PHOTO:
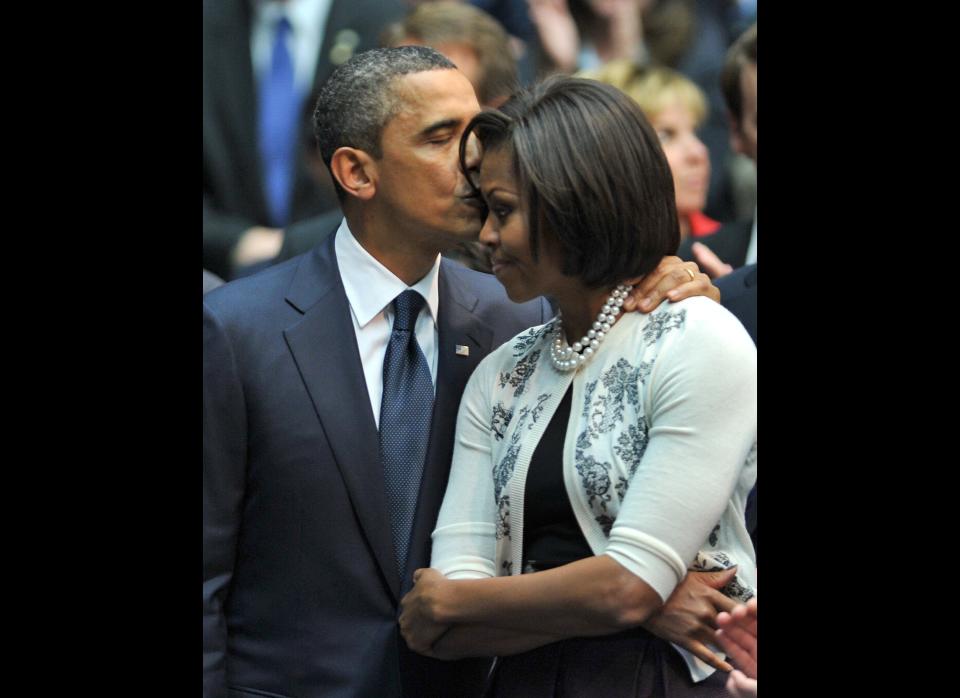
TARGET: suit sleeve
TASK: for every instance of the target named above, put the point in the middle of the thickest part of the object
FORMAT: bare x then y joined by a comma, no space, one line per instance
224,466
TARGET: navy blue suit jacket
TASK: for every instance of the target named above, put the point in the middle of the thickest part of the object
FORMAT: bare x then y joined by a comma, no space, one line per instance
300,587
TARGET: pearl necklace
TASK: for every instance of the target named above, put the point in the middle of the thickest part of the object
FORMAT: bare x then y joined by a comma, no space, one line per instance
566,358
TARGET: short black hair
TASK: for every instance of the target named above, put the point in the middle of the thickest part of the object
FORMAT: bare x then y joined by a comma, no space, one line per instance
593,174
358,99
742,52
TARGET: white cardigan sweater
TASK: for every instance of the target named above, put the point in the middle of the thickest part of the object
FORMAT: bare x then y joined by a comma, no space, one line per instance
659,457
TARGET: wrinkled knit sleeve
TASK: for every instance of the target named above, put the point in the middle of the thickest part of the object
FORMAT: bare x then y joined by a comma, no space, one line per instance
464,540
701,407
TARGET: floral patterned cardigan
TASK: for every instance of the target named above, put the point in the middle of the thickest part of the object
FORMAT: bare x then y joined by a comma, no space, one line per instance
659,455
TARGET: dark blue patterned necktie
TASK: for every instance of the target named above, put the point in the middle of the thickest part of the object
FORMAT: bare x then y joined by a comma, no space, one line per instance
406,412
279,107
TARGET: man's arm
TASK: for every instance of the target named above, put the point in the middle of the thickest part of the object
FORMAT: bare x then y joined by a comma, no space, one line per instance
688,618
224,449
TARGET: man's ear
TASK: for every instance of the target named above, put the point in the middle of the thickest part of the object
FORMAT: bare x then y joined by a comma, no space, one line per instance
355,171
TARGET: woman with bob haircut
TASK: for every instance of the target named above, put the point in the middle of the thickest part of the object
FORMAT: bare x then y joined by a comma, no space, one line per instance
676,108
599,456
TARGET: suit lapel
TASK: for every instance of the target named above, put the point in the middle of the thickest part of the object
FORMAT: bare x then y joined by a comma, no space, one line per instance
457,326
324,347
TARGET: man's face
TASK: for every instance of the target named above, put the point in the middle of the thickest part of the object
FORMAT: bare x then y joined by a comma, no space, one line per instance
420,188
745,136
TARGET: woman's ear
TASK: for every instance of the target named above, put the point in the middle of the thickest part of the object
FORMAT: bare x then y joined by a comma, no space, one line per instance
355,171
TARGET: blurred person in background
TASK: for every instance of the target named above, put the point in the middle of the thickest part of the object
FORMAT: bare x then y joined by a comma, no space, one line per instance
676,108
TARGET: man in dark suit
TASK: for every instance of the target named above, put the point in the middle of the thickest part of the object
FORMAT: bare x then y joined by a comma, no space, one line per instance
734,244
301,571
238,228
738,293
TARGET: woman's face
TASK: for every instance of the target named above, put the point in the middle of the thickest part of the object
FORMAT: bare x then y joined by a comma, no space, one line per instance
687,155
506,235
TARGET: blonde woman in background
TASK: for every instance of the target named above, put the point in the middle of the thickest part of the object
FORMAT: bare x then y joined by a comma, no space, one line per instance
676,108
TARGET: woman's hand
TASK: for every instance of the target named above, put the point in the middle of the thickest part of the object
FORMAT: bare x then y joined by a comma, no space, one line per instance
673,279
689,617
419,609
738,636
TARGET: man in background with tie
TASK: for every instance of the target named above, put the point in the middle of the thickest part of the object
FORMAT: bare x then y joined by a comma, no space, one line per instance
263,62
331,387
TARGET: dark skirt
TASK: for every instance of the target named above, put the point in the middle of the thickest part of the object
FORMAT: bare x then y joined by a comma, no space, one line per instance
634,663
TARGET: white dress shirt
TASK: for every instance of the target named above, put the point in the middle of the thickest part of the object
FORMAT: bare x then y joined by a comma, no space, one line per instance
752,247
370,289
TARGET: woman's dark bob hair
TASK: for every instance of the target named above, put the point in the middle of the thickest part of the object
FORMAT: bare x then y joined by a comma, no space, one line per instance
592,173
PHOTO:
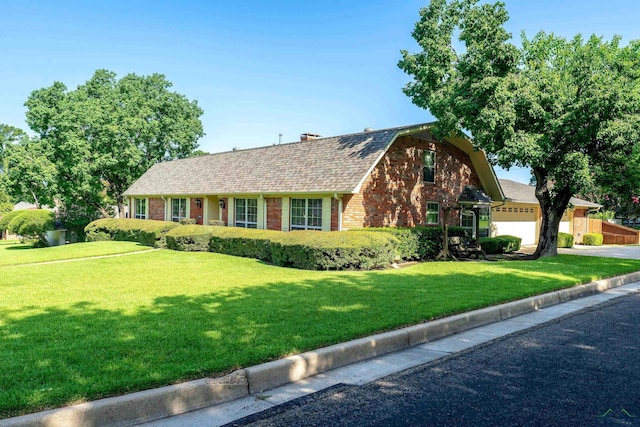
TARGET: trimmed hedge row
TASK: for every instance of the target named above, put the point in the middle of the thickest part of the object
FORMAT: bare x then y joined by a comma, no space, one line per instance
147,232
419,243
565,240
592,239
500,244
309,250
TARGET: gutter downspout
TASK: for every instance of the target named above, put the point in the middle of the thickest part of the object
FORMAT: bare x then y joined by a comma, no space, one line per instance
264,212
339,199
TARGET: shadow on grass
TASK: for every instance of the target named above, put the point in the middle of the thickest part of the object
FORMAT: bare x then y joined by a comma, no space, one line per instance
19,247
55,356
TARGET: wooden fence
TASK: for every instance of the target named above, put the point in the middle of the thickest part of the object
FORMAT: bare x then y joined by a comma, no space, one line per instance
614,234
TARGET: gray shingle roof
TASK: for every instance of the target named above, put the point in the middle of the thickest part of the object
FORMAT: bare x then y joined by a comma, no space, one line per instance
523,193
325,165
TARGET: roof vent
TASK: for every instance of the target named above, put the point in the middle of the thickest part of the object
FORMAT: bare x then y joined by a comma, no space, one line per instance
307,136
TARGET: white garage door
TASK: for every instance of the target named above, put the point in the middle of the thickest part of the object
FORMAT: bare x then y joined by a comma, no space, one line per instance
526,230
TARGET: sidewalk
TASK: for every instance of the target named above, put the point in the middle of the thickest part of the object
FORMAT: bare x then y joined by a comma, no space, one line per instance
217,401
376,368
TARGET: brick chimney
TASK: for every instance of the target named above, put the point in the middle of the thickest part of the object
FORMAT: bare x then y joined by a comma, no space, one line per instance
307,136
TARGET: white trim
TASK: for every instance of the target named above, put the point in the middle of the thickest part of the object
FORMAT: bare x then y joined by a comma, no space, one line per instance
285,214
326,214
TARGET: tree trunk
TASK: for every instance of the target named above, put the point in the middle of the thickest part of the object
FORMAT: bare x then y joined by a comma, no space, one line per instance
548,238
120,201
552,210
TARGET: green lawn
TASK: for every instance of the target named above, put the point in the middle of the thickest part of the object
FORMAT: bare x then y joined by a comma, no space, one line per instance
82,330
13,252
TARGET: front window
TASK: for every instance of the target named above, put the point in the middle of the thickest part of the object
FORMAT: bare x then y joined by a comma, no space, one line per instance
246,213
306,214
468,222
433,213
178,209
485,222
141,208
429,167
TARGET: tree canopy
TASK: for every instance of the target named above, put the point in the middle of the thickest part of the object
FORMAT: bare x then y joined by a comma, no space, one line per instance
105,134
560,107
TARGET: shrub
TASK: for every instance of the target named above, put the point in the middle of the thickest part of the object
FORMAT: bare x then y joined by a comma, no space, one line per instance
420,242
335,250
6,219
311,250
244,242
565,240
189,238
592,239
147,232
500,244
32,224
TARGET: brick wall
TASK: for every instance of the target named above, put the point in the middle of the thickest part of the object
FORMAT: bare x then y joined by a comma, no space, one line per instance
225,211
394,193
156,209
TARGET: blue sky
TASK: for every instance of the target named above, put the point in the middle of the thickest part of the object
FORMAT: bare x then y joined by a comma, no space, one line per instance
257,68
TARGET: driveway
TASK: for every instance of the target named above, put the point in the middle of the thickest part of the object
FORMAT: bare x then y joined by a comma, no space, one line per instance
613,251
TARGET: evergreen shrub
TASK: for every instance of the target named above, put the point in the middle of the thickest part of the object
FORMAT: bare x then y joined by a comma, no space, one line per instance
592,239
144,231
565,240
500,244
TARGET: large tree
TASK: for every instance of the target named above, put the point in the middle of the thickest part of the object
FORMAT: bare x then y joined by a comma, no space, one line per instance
108,132
554,105
31,176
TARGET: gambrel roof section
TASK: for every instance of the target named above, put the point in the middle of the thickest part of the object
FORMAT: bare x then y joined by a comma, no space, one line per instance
336,164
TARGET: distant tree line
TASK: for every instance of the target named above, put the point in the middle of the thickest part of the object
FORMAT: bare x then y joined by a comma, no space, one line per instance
90,144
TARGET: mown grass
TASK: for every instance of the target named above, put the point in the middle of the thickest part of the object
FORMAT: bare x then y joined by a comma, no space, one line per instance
77,331
15,253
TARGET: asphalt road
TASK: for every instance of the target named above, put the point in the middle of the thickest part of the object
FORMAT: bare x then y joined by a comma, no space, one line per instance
580,370
614,251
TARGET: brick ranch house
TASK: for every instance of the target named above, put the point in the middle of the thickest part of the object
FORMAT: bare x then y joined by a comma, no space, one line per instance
401,176
521,215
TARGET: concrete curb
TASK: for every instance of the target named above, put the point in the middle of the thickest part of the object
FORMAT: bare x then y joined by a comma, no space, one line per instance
177,399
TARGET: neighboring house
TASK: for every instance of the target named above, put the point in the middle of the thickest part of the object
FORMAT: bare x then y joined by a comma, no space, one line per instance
521,215
401,176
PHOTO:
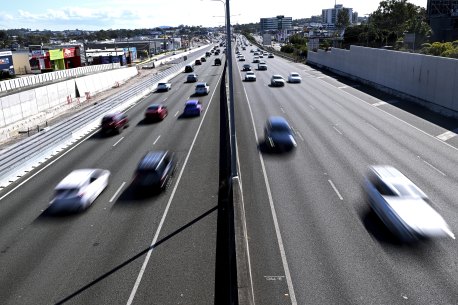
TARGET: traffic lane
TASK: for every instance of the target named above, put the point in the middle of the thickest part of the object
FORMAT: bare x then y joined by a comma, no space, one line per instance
12,208
129,171
300,119
292,196
417,115
125,204
422,150
420,155
190,229
310,120
267,270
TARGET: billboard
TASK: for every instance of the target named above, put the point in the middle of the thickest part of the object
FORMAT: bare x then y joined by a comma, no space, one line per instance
266,39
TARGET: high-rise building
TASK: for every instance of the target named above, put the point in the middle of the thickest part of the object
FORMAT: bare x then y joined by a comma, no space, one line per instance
443,19
278,23
329,16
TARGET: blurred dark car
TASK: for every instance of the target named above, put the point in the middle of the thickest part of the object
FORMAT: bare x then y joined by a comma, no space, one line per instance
192,108
188,69
154,171
192,78
278,134
115,122
246,67
156,112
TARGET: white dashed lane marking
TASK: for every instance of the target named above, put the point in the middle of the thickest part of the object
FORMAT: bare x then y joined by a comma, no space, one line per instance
448,135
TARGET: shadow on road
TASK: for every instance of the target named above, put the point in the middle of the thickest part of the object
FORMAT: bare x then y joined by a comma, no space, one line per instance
135,257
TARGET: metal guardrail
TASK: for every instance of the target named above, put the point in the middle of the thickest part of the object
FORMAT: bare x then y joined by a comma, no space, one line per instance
29,153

* [TASK ITEM]: What is needed is the number of lines in the entries that contain the word "roof", written alone.

* [WRITTEN ANSWER]: 3